# Assignment
Your answer should be one number: the count of lines in the data below that include "order".

────────────────────

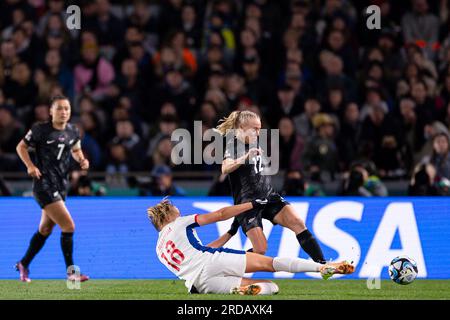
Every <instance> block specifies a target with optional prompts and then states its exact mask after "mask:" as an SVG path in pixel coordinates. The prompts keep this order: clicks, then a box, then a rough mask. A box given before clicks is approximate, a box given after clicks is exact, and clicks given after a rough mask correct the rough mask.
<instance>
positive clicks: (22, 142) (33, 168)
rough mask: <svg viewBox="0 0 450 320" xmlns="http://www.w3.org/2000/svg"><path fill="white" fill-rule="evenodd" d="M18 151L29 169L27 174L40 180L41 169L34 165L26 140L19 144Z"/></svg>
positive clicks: (17, 149)
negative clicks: (36, 166) (30, 155)
mask: <svg viewBox="0 0 450 320" xmlns="http://www.w3.org/2000/svg"><path fill="white" fill-rule="evenodd" d="M16 151H17V154H18V155H19V158H20V160H22V161H23V163H24V164H25V166H26V167H27V173H28V174H29V175H30V176H32V177H33V178H36V179H39V178H40V177H41V176H42V174H41V172H40V171H39V168H38V167H36V166H35V165H34V163H33V161H31V158H30V154H29V153H28V146H27V144H26V143H25V142H24V140H21V141H20V142H19V144H18V145H17V147H16Z"/></svg>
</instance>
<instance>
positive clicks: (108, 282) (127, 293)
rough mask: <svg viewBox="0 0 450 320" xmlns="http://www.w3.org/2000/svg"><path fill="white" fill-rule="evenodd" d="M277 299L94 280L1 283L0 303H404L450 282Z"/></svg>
mask: <svg viewBox="0 0 450 320" xmlns="http://www.w3.org/2000/svg"><path fill="white" fill-rule="evenodd" d="M275 282H276V283H277V284H278V286H279V287H280V293H279V294H277V295H275V296H257V297H249V296H245V297H243V296H235V295H217V294H208V295H198V294H196V295H190V294H187V293H186V288H185V287H184V285H183V282H182V281H173V280H90V281H88V282H85V283H82V284H81V289H80V290H69V289H67V286H66V282H65V281H64V280H34V281H32V282H31V283H20V282H19V281H16V280H0V300H5V299H14V300H16V299H49V300H52V299H56V300H70V299H89V300H97V299H102V300H103V299H105V300H110V299H113V300H126V299H133V300H138V299H146V300H188V299H189V300H190V299H192V300H222V299H226V300H234V299H238V300H243V299H249V300H265V299H268V300H277V299H281V300H304V299H307V300H323V299H330V300H380V299H381V300H400V299H401V300H404V299H408V300H409V299H425V300H427V299H433V300H435V299H446V300H448V299H450V280H416V281H415V282H414V283H412V284H410V285H407V286H401V285H397V284H395V283H393V282H392V281H389V280H382V281H381V288H380V289H379V290H376V289H375V290H369V289H367V285H366V281H365V280H328V281H324V280H276V281H275Z"/></svg>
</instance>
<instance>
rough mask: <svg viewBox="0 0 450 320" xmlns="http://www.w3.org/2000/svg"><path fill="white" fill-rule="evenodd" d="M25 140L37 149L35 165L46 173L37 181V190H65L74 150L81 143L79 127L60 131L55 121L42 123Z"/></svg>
mask: <svg viewBox="0 0 450 320" xmlns="http://www.w3.org/2000/svg"><path fill="white" fill-rule="evenodd" d="M24 141H25V143H26V144H27V145H28V146H30V147H32V148H34V149H35V154H36V160H35V165H36V167H38V168H39V171H41V174H42V176H41V178H40V179H33V190H34V191H35V192H36V191H60V192H63V191H65V190H66V187H67V181H68V178H69V169H70V161H71V150H72V148H73V147H74V146H75V145H76V144H77V143H78V142H79V141H80V133H79V131H78V128H77V127H76V126H74V125H72V124H70V123H69V124H67V126H66V128H65V129H64V130H57V129H55V128H53V125H52V123H51V122H45V123H38V124H35V125H33V127H32V128H31V129H30V130H29V131H28V133H27V135H26V136H25V138H24Z"/></svg>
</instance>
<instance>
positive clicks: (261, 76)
mask: <svg viewBox="0 0 450 320" xmlns="http://www.w3.org/2000/svg"><path fill="white" fill-rule="evenodd" d="M71 4H77V5H79V6H80V7H81V12H82V16H81V30H68V29H67V27H66V24H65V19H66V18H67V15H66V14H65V9H66V8H67V7H68V6H69V5H71ZM372 4H375V5H378V6H380V8H381V30H369V29H367V26H366V20H367V16H366V15H365V13H364V12H365V8H366V7H367V6H368V5H372ZM427 4H428V8H427ZM418 12H420V13H418ZM449 26H450V24H449V15H448V1H425V0H416V1H407V0H405V1H383V0H373V1H345V0H326V1H314V0H309V1H308V0H293V1H269V0H257V1H236V0H219V1H215V0H214V1H181V0H171V1H110V2H108V1H106V0H98V1H59V0H49V1H45V0H32V1H31V0H30V1H25V0H22V1H21V0H3V1H1V2H0V43H1V50H0V178H1V179H0V181H1V188H0V194H1V195H11V194H12V195H16V196H20V195H29V194H30V187H31V181H30V179H29V178H28V177H27V176H26V171H25V169H24V166H23V165H22V163H21V162H20V160H19V159H18V157H17V155H16V153H15V146H16V144H17V143H18V142H19V141H20V139H21V138H22V137H23V136H24V134H25V133H26V132H27V130H28V128H29V127H30V126H31V125H32V124H33V123H34V122H36V121H43V120H47V119H48V117H49V116H48V100H49V98H50V96H52V95H54V94H57V93H63V94H65V95H67V96H68V97H69V98H70V101H71V103H72V106H73V116H72V122H74V123H77V124H78V125H79V127H80V129H81V131H82V132H83V140H82V146H83V149H84V150H85V152H86V154H87V156H88V158H89V160H90V162H91V170H90V171H89V174H88V175H87V176H86V175H85V173H83V172H79V171H77V168H76V166H75V165H74V170H75V171H74V173H73V177H72V178H73V179H72V185H71V192H70V194H72V195H104V194H106V195H157V196H159V195H162V194H172V195H198V196H202V195H207V194H210V195H229V190H228V183H227V180H226V179H224V177H219V172H220V167H219V166H208V165H182V166H174V165H173V164H172V163H171V160H170V157H169V156H168V155H169V154H170V150H171V148H172V142H170V139H169V136H170V133H171V132H172V130H174V129H176V128H187V129H189V130H191V131H192V130H193V121H194V120H201V121H202V123H203V129H208V128H212V127H214V126H215V125H216V124H217V121H218V120H219V119H220V118H221V117H223V116H226V115H227V114H229V113H230V112H231V111H233V110H236V109H239V110H246V109H248V110H252V111H255V112H257V113H259V114H260V115H261V117H262V120H263V124H264V126H265V127H267V128H273V129H277V128H278V129H280V131H281V135H282V139H281V143H280V154H281V172H280V173H279V174H278V175H277V176H276V177H274V184H275V185H276V187H277V188H278V189H279V190H280V191H282V192H283V193H285V194H286V195H308V196H320V195H362V196H369V195H375V196H384V195H446V194H448V186H449V182H448V179H449V178H450V156H449V152H448V147H447V150H443V151H439V152H438V151H436V150H433V136H434V135H435V134H437V133H443V136H444V137H447V141H448V130H449V125H450V104H449V101H450V73H449V72H450V69H449V61H450V54H449V50H448V49H449V48H450V34H449V30H450V28H449ZM89 56H91V60H89ZM88 60H89V61H88ZM93 70H95V72H94V73H93ZM283 106H285V107H286V108H285V109H283ZM447 145H448V144H447ZM421 163H424V164H426V165H424V166H419V164H421ZM165 166H167V167H165ZM172 176H173V178H174V179H173V181H172V180H171V177H172ZM414 177H415V179H412V178H414ZM412 181H414V182H415V184H416V185H415V186H414V187H410V186H409V184H410V183H412Z"/></svg>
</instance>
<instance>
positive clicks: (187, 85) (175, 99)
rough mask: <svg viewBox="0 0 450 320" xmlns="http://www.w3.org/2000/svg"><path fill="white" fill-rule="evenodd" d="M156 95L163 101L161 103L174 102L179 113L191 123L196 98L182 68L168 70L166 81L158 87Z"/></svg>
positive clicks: (166, 74)
mask: <svg viewBox="0 0 450 320" xmlns="http://www.w3.org/2000/svg"><path fill="white" fill-rule="evenodd" d="M155 95H156V97H158V99H159V100H160V101H161V103H160V104H159V105H162V102H166V101H170V102H172V103H173V104H174V106H175V107H176V109H177V114H178V115H179V116H180V117H181V118H182V119H184V120H186V121H188V122H189V123H191V120H192V119H193V113H194V106H195V103H196V99H195V95H194V90H193V88H192V87H191V85H190V84H189V82H188V81H187V80H186V78H185V77H184V74H183V71H182V70H181V69H179V68H172V69H169V70H166V74H165V77H164V83H163V84H162V85H161V86H159V87H158V88H157V90H156V92H155Z"/></svg>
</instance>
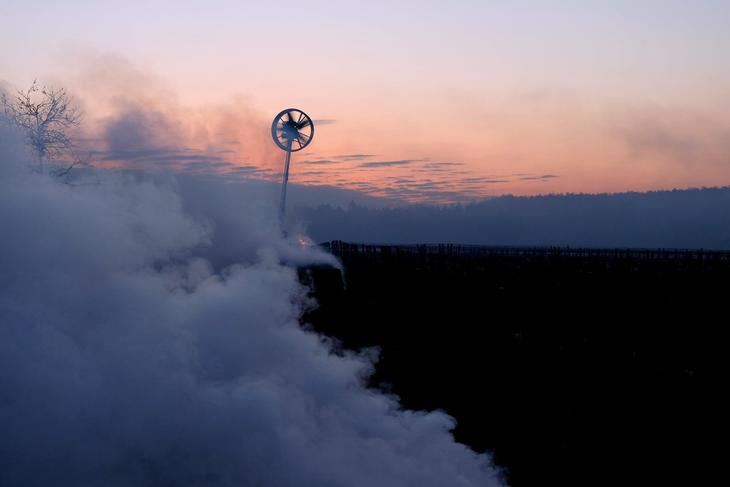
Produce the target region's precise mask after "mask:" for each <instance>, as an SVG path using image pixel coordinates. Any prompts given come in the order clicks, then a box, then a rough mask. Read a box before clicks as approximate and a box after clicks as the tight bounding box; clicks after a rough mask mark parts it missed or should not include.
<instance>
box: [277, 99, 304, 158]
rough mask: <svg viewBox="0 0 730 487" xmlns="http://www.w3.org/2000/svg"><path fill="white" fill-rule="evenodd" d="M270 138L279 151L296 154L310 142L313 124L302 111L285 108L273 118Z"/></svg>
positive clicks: (301, 149) (291, 108)
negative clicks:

────────────────────

# Exercise answer
2